**Set of tasks:**
(1) In the World AIDS Day text below, turn the paragraph beginning "The breakdown in essential HIV services" into a short bulleted list that keeps its main facts.
(2) Answer these questions from the World AIDS Day text below:
(a) How many people died from HIV-related causes in 2019?
(b) What is WHO's theme for World AIDS Day this year?
(c) How many HIV cases had the National AIDS Control Program registered by September 2020?
Provided passage START
Each year, on 1 December, the world commemorates World AIDS Day. In 2019, there were still 38 million people living with HIV infection. One in five people living with HIV were not aware of their infection and one in 3 people receiving HIV treatment experienced disruption to the supply of HIV treatments, testing and prevention services, especially children and adolescents. In 2019, 690 000 people died from HIV-related causes and 1.7 million people were newly infected, with nearly 2 in three (62%) of these new infections occurring among key populations and their partners.
Despite significant efforts, progress in scaling up HIV services was already stalling before the COVID-19 pandemic. Slowing progress means the world will be missing the “90-90-90” targets for 2020, which were to ensure that: 90% of people living with HIV are aware of their status; 90% of people diagnosed with HIV are receiving treatment; and 90% of all people receiving treatment have achieved viral suppression. Missing these intermediate targets will make it even more difficult to achieve the end of AIDS by 2030.
The breakdown in essential HIV services due to COVID-19 threatens lives. COVID makes it difficult and dangerous for frontline health workers to deliver continuous, high quality HIV services to everyone who needs them. Sickness and restricted movement make it difficult for people living with HIV to access services. Economic disruption caused by COVID can make HIV services unaffordable or unobtainable. And the pandemic may interfere with supply chains and service delivery.
WHO theme for World AIDS Day this year is “Global solidarity, resilient HIV services”. The key actions are:
- Renew our fight to end HIV
- Use innovative HIV services to ensure continued HIV care.
- Engage and protect our nurses, midwives and community health workers
- Prioritize the vulnerable – youth and key populations
National AIDS Control Program goal is to prevent a generalized epidemic in Pakistan by containing the spread of HIV and AIDS and elimination of stigma and discrimination against those infected and effected. NACP has registered 43,964 HIV cases, and among them 24,290 are on ART and 6588 PWID are in 47 ART centers till September 2020.
On World AIDS Day 2020, WHO is calling on global leaders and citizens to rally for “global solidarity” to overcome the challenges posed by COVID-19 on the HIV response.
Provided passage END
Entries supplied START
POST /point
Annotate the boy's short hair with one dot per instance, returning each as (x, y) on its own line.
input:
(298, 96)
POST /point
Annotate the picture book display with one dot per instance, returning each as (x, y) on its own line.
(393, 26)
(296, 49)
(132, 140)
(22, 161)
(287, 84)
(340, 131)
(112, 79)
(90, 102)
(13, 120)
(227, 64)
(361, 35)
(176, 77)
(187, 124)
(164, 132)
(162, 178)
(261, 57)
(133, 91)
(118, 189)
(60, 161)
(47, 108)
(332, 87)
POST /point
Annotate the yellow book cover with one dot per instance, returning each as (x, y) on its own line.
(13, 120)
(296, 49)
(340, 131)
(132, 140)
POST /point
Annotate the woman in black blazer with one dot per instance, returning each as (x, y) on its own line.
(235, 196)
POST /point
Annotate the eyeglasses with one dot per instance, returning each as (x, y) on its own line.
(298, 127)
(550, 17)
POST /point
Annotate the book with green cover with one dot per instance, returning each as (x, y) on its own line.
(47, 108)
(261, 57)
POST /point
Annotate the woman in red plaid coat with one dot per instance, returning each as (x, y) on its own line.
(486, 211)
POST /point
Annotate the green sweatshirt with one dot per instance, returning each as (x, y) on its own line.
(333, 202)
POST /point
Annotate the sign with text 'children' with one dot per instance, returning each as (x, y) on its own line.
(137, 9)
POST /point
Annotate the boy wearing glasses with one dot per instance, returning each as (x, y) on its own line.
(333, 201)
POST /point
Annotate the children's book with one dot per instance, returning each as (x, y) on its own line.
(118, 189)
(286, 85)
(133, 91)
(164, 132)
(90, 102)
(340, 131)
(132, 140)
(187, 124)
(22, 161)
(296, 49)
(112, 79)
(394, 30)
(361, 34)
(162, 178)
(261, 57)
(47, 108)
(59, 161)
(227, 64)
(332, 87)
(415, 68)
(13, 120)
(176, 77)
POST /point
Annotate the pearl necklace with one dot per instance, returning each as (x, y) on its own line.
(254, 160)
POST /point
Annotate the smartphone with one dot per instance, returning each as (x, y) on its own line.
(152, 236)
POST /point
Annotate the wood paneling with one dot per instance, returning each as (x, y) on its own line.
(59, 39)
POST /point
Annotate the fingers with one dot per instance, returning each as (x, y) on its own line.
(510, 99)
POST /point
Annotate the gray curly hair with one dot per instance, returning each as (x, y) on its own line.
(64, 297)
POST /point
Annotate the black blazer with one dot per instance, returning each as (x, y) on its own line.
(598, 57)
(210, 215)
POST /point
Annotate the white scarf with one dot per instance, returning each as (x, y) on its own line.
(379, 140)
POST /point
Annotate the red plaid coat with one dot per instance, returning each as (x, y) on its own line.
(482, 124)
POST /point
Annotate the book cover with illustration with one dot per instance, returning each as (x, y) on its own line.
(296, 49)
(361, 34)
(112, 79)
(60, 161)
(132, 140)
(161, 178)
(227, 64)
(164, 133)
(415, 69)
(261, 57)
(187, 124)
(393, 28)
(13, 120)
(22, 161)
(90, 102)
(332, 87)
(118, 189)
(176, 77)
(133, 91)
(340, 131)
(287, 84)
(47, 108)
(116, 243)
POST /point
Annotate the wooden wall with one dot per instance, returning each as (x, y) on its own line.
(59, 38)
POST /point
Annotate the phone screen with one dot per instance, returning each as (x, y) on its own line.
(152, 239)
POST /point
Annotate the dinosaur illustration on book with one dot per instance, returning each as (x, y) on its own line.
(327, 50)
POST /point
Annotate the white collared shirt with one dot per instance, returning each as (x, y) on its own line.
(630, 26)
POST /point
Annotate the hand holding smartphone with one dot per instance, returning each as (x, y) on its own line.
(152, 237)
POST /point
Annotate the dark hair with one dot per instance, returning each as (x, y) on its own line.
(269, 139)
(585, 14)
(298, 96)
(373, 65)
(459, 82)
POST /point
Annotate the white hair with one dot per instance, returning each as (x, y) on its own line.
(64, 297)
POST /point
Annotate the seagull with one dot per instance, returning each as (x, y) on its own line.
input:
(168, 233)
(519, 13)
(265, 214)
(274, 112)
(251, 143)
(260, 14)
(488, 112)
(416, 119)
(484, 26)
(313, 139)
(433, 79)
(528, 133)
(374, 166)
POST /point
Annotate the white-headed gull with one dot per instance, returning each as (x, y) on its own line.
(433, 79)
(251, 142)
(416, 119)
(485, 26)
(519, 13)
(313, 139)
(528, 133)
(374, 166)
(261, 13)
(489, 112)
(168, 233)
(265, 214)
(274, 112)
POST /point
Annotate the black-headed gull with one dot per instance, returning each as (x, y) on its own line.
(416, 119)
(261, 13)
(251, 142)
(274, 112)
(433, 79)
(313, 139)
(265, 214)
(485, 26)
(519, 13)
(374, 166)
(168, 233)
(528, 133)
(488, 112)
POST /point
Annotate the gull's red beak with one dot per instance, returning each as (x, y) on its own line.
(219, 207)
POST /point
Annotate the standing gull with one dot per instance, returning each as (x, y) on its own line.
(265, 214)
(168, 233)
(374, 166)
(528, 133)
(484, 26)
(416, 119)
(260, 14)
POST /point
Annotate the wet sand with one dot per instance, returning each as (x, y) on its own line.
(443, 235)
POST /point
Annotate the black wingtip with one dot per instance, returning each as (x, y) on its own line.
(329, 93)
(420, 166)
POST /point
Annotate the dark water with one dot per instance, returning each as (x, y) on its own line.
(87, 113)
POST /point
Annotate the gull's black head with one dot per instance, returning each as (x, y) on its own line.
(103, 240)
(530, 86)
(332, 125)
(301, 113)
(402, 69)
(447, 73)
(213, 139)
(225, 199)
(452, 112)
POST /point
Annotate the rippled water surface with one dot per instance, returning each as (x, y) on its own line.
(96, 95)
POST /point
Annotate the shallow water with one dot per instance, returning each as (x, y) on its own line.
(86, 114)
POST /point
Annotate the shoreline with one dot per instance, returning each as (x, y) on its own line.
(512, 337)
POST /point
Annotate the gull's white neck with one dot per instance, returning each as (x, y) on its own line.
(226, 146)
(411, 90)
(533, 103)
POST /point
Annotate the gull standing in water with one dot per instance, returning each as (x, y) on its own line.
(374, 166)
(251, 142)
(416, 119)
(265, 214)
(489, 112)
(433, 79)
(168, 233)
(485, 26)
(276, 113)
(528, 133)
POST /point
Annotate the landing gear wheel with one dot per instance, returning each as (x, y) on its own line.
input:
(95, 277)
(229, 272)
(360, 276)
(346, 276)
Entries supplied END
**Completed exercise:**
(1)
COVID-19's disruption of essential HIV services threatens lives:
- Frontline health workers find it hard and dangerous to provide continuous, high-quality HIV services to everyone who needs them.
- Illness and restricted movement make services hard for people living with HIV to reach.
- Economic disruption can make HIV services unaffordable or unobtainable.
- Supply chains and service delivery may be interrupted.

(2)
(a) 690 000 people.
(b) "Global solidarity, resilient HIV services."
(c) 43,964 cases.